▶ Consignes de l'exercice
1 – Répondez à ces questions à partir du texte sur Jean Gabin :
(a) Quels trois traits communs à Mathias Moncorgé et à son père le texte énumère-t-il ?
(b) Quel est le titre du livre de Mathias ?
(c) Selon Mathias Moncorgé, que craignait en fait Gabin lorsqu'il évitait de trop s'approcher des chevaux ?
2 – Renvoyez à l'identique le passage du texte sur Jean Gabin qui commence par « Une passion qui » et se poursuit jusqu'à « l'on croyait connaître. ».
----- Texte fourni -----
Une passion qui lui vient ... "A votre avis, dit-il en rigolant, ça vient de mon père, forcément ! La voix, la silhouette, la casquette, Mathias Moncorgé peut difficilement cacher qui lui a mis le pied à l'étrier, tant ils se ressemblent.
Dans son livre*, sobrement intitulé Jean Gabin, Mathias raconte des anecdotes qui en disent long sur le personnage que l'on croyait connaître.
Papa était très sensible et très timide aussi. C'était un éternel angoissé. Il avait peur de tout
Mathias Moncorgé
Un amoureux de la terre, devenu fermier dans l'Orne
Le lecteur apprendra par exemple que Gabin avait peur des chevaux qu'il admirait tant. "Il ne s'approchait pas trop. En fait, il craignait qu'on se blesse, explique Mathias Moncorgé, mais il adorait ça.
----- Extrait de données -----
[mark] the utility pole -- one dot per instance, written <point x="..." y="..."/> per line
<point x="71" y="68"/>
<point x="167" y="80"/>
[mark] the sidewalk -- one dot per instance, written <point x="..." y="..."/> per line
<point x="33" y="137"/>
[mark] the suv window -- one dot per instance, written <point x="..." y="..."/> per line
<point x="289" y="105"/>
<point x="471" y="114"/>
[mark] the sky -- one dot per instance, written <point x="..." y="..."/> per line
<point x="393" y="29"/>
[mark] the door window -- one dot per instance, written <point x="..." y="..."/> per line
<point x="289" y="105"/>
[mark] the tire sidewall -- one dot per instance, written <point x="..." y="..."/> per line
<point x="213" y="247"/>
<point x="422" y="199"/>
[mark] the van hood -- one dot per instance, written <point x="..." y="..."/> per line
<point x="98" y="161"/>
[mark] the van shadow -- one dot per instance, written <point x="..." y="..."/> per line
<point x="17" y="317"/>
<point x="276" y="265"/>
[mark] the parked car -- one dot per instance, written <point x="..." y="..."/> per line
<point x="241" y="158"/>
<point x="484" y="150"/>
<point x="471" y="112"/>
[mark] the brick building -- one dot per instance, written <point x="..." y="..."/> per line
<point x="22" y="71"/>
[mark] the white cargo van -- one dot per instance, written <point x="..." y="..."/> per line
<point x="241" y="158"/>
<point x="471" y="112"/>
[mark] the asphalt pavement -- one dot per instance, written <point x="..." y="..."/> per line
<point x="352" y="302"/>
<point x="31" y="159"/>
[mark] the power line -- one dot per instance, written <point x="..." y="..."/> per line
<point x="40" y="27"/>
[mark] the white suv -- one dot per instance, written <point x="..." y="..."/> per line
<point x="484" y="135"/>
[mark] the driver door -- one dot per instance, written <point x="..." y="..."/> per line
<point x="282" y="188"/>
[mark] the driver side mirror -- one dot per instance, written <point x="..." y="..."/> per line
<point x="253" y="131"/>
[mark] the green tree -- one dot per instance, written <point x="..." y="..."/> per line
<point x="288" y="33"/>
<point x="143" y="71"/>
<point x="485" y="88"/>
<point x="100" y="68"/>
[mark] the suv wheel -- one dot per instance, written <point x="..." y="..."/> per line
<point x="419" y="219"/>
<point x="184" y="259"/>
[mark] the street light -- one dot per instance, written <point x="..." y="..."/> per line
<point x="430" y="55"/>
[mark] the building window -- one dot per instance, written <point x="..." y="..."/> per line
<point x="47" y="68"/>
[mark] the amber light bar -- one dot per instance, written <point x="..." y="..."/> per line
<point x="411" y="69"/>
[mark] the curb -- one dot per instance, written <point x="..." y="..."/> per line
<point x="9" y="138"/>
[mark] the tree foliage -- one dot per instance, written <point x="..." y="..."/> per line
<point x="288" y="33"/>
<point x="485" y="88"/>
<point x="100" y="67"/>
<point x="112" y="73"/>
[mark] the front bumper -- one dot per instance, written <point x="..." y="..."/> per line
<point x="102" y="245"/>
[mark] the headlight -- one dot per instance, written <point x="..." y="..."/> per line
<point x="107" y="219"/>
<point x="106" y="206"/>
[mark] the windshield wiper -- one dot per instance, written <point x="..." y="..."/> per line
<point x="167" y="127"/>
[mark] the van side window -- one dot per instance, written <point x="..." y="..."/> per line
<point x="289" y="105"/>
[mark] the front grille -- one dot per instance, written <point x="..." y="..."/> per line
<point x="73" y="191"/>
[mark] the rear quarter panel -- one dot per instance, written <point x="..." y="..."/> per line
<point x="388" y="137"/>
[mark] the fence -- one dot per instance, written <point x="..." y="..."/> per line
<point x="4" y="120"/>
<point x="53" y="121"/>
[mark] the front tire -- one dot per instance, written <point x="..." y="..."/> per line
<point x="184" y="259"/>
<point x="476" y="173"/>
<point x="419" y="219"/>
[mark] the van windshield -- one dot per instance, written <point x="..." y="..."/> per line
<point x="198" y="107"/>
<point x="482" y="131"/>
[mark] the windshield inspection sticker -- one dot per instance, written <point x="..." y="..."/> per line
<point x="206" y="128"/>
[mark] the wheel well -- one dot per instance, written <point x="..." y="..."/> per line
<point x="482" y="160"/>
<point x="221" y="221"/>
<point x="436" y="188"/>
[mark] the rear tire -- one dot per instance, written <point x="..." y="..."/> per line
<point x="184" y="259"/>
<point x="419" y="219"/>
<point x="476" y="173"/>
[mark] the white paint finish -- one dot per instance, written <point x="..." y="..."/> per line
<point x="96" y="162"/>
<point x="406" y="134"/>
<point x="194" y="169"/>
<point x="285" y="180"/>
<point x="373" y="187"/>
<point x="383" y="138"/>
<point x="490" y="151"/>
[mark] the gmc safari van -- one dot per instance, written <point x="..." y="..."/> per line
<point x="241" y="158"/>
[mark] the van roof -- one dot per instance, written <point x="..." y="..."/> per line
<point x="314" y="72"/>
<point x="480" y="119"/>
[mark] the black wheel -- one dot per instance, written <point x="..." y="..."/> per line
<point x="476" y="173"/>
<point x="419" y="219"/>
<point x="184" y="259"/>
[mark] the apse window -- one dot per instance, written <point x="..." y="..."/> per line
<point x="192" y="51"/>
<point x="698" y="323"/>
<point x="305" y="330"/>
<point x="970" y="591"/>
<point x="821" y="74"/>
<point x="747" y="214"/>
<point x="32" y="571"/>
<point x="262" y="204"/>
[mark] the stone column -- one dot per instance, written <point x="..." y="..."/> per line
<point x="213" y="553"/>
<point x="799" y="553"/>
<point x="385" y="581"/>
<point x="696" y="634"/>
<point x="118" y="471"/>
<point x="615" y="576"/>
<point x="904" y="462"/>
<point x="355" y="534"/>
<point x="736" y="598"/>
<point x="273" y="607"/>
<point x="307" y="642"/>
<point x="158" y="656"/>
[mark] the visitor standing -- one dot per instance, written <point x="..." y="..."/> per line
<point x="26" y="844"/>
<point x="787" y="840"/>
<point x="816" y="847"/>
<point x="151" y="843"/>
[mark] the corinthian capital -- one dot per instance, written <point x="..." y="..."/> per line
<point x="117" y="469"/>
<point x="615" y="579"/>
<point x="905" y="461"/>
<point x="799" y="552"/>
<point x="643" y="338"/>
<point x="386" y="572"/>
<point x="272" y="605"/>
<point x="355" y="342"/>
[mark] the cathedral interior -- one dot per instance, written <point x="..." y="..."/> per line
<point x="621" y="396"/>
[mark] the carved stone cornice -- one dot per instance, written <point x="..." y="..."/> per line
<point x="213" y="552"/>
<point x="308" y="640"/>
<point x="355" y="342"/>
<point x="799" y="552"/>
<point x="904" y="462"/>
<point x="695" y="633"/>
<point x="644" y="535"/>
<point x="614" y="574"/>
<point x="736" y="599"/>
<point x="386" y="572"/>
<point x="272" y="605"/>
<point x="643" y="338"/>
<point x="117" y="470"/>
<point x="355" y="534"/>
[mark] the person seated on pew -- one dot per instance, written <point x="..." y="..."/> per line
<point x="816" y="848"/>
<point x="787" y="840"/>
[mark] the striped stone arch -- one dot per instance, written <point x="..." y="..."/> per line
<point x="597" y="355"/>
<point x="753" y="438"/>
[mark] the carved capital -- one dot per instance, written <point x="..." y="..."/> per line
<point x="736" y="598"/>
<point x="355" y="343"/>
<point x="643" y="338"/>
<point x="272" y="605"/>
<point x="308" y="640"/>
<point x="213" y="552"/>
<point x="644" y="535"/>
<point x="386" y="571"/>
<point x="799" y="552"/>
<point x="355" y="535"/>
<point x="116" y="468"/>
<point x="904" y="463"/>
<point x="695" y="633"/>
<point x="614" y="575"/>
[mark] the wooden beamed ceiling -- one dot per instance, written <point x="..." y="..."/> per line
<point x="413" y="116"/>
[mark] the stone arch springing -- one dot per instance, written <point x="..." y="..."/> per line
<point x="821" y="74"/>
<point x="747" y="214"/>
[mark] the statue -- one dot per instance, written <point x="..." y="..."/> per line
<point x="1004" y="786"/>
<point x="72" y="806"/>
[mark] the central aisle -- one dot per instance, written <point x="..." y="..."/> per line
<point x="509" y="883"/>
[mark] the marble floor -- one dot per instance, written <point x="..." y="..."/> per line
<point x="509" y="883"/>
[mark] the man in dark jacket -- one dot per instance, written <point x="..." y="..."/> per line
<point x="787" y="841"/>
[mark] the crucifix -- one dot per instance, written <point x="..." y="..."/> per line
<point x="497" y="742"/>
-----
▶ Réponses attendues
1 –
(a) La voix, la silhouette et la casquette.
(b) Jean Gabin.
(c) Il craignait qu'on se blesse.

2 –
Une passion qui lui vient ... "A votre avis, dit-il en rigolant, ça vient de mon père, forcément ! La voix, la silhouette, la casquette, Mathias Moncorgé peut difficilement cacher qui lui a mis le pied à l'étrier, tant ils se ressemblent.
Dans son livre*, sobrement intitulé Jean Gabin, Mathias raconte des anecdotes qui en disent long sur le personnage que l'on croyait connaître.